### What is required
Work out how many lines in the data hold the string "cuff". Reply with only that number.

### Source information
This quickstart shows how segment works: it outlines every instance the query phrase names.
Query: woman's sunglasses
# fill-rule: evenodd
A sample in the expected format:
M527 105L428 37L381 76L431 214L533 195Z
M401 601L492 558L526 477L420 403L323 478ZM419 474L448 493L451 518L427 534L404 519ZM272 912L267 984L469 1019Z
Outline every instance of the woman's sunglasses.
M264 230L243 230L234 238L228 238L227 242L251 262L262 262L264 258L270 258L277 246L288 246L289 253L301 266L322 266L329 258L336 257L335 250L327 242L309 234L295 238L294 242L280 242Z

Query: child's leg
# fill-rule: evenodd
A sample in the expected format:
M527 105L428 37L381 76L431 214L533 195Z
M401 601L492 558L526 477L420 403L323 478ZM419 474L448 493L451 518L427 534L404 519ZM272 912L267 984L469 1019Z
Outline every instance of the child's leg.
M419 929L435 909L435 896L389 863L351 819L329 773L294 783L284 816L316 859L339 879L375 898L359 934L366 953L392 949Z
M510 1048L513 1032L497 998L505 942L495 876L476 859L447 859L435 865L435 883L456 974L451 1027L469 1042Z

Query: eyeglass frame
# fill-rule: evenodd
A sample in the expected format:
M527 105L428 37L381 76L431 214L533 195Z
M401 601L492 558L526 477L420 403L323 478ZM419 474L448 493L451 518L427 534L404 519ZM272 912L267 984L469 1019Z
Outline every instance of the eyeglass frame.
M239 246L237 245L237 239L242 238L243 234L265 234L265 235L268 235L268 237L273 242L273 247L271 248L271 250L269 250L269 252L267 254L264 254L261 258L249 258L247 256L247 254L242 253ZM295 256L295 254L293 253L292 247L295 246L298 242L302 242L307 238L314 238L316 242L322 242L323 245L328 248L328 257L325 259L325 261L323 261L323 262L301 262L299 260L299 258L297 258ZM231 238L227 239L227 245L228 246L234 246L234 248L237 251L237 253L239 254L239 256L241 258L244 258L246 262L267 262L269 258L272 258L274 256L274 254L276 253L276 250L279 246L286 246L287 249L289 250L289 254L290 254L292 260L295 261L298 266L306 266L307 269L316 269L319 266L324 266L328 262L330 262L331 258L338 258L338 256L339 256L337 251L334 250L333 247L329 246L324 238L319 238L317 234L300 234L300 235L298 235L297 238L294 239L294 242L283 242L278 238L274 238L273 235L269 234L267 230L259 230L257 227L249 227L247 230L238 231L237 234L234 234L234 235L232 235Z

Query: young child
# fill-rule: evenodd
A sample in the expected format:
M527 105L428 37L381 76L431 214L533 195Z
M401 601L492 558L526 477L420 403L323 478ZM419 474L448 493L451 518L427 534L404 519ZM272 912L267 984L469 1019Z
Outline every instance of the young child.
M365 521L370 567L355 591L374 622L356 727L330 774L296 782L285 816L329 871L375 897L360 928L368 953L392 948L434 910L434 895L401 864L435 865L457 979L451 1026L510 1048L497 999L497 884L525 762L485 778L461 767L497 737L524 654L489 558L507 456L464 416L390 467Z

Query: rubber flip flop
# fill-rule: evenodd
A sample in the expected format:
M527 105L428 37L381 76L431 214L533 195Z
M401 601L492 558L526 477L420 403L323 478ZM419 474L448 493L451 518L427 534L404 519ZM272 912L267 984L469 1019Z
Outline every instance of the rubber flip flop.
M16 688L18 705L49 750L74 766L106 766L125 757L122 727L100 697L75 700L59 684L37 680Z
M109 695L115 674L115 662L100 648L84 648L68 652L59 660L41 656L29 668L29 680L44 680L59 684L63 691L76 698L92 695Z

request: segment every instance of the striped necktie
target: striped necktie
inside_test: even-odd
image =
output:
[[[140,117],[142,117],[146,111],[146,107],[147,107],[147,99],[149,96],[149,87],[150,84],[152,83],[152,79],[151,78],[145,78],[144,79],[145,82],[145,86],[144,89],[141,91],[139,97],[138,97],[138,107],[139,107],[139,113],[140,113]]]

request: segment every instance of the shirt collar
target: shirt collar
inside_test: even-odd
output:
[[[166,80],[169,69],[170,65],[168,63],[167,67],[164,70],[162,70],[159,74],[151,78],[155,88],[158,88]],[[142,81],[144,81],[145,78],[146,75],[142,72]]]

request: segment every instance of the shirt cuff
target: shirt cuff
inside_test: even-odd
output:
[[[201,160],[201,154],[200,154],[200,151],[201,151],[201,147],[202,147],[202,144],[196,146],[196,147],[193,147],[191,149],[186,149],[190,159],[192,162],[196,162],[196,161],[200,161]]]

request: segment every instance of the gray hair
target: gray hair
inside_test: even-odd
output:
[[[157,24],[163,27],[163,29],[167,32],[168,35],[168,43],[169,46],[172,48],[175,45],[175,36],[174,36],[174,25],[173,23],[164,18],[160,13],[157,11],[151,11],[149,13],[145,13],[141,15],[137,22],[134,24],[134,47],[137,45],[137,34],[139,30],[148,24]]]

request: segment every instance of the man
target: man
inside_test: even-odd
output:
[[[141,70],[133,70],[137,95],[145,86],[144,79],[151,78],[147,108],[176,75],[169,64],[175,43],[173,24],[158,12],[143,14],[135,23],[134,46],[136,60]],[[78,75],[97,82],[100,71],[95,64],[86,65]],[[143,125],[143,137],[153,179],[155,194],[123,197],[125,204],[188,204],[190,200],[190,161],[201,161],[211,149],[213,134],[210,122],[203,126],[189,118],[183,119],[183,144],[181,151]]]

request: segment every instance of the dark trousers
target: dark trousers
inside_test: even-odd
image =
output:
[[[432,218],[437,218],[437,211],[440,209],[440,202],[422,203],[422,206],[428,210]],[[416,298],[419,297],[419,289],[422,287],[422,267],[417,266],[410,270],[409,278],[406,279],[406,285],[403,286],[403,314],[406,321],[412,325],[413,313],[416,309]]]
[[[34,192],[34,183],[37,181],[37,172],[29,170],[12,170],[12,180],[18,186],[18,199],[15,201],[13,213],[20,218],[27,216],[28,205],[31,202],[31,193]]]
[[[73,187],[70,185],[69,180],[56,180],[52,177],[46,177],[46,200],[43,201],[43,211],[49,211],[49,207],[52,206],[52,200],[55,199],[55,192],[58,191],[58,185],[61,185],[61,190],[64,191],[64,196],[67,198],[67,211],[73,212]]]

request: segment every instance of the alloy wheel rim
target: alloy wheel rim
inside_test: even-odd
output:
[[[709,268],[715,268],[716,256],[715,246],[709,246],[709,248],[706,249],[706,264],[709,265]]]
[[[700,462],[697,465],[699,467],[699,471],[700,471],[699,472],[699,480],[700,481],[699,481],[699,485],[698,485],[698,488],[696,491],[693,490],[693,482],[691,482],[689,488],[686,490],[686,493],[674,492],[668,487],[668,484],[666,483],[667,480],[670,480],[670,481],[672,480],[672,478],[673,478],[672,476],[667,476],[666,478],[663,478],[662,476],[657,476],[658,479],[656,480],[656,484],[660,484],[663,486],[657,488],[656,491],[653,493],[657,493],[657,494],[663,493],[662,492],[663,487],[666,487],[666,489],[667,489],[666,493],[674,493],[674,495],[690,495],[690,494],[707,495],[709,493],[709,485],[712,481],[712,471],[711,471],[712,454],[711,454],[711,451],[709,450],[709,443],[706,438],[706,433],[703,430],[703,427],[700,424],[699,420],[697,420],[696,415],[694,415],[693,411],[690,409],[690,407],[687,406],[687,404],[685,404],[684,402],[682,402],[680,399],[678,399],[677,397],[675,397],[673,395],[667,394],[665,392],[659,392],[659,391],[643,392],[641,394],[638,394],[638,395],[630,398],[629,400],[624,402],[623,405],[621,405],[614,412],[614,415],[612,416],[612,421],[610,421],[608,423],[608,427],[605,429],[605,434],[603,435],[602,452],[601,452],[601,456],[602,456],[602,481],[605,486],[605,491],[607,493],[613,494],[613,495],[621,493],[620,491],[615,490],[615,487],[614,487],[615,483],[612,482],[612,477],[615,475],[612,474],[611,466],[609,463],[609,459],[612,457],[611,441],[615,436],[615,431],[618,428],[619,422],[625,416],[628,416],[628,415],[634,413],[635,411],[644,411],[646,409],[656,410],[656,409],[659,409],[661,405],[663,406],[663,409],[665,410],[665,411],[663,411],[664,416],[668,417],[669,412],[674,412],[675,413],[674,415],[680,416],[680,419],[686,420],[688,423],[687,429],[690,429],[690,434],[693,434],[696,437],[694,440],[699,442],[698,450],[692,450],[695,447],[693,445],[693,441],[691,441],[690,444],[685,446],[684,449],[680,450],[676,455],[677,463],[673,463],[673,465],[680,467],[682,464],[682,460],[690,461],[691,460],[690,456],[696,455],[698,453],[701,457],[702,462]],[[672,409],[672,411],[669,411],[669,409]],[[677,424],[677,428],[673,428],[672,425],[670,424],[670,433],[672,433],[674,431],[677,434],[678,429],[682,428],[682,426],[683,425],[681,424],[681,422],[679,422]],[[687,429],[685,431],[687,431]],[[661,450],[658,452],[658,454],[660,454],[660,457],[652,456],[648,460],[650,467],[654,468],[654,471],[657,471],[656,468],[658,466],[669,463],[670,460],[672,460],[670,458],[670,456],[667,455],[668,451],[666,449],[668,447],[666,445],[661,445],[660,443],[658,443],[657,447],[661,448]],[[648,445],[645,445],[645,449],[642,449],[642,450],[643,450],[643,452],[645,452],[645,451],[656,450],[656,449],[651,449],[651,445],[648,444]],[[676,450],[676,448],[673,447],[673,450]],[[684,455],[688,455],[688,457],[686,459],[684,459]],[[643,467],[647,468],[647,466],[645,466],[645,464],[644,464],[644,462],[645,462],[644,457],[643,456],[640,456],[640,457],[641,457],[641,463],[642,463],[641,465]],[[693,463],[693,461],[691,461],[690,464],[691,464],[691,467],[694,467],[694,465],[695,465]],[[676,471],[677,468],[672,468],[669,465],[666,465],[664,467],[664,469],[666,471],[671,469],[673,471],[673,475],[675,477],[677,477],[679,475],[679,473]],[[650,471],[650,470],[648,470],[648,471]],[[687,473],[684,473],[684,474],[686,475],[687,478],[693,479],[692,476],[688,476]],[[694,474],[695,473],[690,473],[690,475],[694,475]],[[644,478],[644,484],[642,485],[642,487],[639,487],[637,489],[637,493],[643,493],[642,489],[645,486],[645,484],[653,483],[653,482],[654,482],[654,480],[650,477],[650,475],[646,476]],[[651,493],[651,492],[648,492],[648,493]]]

### Result for this exercise
2